**EXERCISE AIM**
Copy the listing below word for word, starting at its first line and continuing through the line containing "negative clicks: (433, 299)".

Dataset entries
□ □ □

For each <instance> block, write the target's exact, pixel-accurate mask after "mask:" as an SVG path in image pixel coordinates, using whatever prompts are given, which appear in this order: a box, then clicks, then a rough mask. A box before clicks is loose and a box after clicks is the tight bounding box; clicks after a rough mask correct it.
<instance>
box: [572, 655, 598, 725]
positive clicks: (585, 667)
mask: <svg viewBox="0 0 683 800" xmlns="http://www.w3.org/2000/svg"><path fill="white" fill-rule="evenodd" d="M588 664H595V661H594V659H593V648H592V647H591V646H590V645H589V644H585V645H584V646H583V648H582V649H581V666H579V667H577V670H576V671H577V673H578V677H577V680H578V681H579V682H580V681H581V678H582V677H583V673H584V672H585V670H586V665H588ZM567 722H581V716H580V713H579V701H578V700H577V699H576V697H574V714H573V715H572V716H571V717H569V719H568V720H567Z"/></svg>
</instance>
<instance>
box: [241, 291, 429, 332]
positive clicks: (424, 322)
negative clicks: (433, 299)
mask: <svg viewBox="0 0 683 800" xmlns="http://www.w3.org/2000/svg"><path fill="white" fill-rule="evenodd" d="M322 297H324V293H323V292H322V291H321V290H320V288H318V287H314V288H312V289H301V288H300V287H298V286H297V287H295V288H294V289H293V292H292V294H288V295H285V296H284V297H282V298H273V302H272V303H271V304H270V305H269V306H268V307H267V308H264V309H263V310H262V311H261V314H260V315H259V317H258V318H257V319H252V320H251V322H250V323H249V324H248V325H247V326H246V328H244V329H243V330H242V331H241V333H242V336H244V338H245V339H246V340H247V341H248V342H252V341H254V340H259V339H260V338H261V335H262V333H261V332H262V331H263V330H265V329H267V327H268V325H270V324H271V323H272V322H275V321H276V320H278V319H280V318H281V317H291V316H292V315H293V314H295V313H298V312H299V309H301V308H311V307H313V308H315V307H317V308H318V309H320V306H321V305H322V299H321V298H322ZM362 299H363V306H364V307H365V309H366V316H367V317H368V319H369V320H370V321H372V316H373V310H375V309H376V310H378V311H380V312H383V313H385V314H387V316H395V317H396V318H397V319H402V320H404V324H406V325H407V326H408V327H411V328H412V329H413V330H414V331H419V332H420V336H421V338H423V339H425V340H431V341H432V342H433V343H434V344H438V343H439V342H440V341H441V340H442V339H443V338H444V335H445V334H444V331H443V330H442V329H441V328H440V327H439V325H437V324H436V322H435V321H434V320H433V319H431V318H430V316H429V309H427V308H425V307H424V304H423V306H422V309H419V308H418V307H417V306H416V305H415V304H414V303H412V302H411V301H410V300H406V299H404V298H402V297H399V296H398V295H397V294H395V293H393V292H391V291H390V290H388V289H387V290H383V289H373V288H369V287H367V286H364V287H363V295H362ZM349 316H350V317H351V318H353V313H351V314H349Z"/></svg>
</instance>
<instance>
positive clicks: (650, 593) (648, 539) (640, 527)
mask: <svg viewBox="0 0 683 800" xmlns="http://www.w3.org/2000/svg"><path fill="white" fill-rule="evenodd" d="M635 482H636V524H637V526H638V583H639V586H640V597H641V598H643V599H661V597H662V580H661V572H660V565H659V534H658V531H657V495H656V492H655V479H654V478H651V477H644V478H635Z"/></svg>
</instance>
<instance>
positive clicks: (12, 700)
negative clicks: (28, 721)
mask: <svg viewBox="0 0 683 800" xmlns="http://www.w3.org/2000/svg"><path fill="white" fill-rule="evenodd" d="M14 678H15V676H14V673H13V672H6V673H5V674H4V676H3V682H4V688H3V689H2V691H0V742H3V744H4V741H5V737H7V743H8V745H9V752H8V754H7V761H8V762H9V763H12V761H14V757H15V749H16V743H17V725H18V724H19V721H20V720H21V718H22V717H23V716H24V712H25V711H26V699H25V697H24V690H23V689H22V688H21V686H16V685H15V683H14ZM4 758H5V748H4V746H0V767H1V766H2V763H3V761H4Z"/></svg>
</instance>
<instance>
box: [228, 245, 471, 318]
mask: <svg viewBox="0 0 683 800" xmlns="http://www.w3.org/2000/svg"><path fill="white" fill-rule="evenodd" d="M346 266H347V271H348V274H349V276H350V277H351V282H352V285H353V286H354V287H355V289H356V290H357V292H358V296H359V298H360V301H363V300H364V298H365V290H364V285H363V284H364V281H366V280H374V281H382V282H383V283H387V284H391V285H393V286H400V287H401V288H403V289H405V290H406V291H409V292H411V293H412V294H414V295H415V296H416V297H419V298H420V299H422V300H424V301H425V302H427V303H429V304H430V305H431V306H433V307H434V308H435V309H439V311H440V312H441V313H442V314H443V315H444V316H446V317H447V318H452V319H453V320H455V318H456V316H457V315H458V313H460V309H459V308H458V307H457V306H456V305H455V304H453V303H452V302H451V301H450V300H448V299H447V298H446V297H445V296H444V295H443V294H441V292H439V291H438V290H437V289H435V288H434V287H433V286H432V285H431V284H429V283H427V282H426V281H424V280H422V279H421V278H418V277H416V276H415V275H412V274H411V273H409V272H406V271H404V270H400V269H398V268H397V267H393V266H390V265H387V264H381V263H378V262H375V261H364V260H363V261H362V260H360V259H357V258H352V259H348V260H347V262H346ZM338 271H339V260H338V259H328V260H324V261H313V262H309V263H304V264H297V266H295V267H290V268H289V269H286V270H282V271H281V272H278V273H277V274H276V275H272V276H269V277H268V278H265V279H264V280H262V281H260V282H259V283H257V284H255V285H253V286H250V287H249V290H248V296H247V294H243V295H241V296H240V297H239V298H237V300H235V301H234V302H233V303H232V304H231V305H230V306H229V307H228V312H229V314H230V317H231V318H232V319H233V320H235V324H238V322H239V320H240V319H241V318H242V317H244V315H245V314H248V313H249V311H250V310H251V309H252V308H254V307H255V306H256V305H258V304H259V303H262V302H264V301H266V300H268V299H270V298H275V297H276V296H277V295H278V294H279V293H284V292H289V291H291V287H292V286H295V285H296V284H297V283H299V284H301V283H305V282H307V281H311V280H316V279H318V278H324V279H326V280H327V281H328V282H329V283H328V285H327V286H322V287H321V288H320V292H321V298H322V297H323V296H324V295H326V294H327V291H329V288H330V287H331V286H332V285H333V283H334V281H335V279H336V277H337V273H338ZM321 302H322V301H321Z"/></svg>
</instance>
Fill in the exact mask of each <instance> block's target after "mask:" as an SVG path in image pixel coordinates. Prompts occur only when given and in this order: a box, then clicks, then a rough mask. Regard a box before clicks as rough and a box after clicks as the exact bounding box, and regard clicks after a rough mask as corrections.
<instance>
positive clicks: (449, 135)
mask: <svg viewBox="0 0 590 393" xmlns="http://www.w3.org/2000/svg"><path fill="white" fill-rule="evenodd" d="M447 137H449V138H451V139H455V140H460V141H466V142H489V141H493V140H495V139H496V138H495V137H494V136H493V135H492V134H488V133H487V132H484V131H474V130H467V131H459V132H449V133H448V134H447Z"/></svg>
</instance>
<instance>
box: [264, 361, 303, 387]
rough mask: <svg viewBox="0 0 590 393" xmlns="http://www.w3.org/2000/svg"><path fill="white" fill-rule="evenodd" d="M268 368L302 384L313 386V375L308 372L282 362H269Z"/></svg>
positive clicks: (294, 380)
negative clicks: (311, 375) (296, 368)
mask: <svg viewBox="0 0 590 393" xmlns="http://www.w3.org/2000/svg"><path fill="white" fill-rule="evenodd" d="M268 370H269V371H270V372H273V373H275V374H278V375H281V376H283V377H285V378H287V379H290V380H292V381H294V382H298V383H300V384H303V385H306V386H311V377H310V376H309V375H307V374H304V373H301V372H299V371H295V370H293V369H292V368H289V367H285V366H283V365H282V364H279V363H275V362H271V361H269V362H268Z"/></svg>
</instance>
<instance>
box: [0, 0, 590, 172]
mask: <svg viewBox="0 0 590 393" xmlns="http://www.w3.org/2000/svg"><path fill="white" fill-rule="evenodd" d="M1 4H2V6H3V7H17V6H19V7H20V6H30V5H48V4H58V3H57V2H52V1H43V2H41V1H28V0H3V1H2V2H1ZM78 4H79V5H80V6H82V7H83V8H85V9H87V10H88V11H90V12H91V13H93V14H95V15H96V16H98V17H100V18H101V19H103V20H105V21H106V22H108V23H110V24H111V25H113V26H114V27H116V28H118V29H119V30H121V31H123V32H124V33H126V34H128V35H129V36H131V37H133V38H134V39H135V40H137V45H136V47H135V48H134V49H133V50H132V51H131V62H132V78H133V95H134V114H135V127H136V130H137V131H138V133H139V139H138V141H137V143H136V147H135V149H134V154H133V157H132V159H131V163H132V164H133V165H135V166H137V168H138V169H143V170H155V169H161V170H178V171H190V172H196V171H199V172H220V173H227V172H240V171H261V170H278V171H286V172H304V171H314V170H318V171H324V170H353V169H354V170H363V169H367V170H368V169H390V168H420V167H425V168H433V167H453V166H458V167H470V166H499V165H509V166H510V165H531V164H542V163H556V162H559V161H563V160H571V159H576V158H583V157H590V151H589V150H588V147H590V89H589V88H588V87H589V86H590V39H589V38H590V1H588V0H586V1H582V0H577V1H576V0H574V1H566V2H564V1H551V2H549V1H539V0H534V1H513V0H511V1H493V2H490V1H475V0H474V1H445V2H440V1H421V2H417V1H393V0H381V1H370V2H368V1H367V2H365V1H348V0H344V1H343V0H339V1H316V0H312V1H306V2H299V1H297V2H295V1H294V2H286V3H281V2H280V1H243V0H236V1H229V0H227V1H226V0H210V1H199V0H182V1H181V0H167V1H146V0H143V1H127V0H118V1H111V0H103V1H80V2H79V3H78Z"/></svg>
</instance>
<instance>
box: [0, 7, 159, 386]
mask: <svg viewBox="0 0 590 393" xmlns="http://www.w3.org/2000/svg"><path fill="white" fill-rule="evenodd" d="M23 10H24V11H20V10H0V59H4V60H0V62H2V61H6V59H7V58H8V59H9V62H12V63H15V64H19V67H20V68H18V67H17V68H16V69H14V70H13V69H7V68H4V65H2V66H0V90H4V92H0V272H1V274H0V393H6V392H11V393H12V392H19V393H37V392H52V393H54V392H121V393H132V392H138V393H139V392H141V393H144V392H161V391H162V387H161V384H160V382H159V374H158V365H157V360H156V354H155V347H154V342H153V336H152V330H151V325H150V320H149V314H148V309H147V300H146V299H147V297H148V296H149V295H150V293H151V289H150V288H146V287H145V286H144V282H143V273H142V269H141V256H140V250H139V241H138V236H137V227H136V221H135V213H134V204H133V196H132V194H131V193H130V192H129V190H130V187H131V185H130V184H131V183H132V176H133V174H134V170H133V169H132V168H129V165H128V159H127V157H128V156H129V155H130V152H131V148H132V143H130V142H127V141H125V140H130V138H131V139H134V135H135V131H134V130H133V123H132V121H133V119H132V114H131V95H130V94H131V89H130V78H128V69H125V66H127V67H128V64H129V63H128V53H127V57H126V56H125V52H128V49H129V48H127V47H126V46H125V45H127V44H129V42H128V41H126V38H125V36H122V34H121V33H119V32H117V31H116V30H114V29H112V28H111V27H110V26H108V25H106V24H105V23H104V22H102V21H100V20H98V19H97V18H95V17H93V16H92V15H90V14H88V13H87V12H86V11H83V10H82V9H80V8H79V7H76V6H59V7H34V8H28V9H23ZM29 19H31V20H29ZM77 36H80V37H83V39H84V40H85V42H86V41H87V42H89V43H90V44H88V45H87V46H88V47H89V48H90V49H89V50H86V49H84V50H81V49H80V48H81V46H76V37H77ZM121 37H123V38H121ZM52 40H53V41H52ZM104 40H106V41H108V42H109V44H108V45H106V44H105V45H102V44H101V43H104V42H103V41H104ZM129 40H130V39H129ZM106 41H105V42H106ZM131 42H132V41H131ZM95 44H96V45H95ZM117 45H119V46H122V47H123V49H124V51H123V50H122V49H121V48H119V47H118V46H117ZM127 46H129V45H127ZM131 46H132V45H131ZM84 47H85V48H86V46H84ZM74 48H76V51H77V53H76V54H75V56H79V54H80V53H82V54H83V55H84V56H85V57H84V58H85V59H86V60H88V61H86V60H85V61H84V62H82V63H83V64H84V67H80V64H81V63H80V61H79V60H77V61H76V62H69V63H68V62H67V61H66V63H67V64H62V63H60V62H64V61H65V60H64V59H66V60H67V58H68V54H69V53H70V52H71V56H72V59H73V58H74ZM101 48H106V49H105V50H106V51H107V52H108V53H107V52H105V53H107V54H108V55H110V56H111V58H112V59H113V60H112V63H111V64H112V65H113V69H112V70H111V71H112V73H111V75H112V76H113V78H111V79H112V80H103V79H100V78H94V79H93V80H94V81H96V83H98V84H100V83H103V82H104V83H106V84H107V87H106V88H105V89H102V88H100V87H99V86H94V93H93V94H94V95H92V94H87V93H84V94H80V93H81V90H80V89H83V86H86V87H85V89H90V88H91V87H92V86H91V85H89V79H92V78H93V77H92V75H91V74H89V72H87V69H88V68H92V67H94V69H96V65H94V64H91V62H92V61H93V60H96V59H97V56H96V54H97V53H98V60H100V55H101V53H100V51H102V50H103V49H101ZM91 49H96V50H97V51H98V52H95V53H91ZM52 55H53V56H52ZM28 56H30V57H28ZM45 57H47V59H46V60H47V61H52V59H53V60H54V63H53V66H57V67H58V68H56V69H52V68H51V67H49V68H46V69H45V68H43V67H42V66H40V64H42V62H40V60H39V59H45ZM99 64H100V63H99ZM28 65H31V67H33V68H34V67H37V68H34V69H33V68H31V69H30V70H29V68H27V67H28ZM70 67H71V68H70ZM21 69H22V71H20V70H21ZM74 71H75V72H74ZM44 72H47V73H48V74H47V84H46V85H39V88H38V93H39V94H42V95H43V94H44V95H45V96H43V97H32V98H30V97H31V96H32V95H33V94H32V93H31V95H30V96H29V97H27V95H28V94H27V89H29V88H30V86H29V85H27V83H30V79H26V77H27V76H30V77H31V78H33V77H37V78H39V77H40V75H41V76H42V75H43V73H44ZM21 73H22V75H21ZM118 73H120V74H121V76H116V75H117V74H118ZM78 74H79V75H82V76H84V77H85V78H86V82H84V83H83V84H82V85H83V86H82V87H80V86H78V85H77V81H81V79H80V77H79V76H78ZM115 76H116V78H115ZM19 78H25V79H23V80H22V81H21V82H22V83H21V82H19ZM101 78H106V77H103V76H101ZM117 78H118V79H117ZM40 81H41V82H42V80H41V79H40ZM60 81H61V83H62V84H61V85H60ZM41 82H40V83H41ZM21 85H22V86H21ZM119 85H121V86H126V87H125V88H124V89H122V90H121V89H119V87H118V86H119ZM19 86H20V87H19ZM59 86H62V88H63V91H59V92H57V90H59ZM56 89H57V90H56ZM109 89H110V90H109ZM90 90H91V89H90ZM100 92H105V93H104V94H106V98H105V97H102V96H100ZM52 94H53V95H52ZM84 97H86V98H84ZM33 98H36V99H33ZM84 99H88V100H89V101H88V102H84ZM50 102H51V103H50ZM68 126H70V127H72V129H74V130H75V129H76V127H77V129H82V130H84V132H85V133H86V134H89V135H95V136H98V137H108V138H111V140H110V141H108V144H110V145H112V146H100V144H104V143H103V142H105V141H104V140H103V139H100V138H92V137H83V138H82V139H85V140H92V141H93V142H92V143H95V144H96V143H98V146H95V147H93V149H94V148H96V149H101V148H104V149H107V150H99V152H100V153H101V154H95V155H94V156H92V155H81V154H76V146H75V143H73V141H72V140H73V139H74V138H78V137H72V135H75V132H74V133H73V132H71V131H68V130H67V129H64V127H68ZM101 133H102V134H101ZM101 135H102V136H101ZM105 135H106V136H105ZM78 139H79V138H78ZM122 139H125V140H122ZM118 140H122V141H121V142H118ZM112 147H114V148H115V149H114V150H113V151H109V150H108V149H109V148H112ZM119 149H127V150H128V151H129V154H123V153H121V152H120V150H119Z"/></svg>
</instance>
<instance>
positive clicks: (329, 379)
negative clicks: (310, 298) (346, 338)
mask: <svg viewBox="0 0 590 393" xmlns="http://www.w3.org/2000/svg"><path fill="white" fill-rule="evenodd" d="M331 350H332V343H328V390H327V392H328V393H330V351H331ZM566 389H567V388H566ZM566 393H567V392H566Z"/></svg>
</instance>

□ □ □

**OUTPUT FOR THIS TASK**
For each <instance> block, write the target's exact, pixel-accurate mask after "mask:" as an SVG path in image pixel coordinates, using whatever prompts are given, which appear in this order: a box, then clicks, then a rough mask. A box before clicks is loose and a box after clicks is the tight bounding box; clicks after a rough mask correct it.
<instance>
box: [572, 655, 598, 725]
positive clicks: (585, 667)
mask: <svg viewBox="0 0 683 800" xmlns="http://www.w3.org/2000/svg"><path fill="white" fill-rule="evenodd" d="M588 664H595V661H594V659H593V648H592V647H591V646H590V645H589V644H585V645H584V646H583V648H582V649H581V666H579V667H577V670H576V671H577V673H578V677H577V680H578V681H579V682H580V681H581V678H582V677H583V673H584V672H585V670H586V665H588ZM567 722H581V716H580V713H579V701H578V700H577V699H576V697H574V714H573V715H572V716H571V717H569V719H568V720H567Z"/></svg>
</instance>
<instance>
box: [241, 291, 429, 332]
positive clicks: (424, 322)
negative clicks: (433, 299)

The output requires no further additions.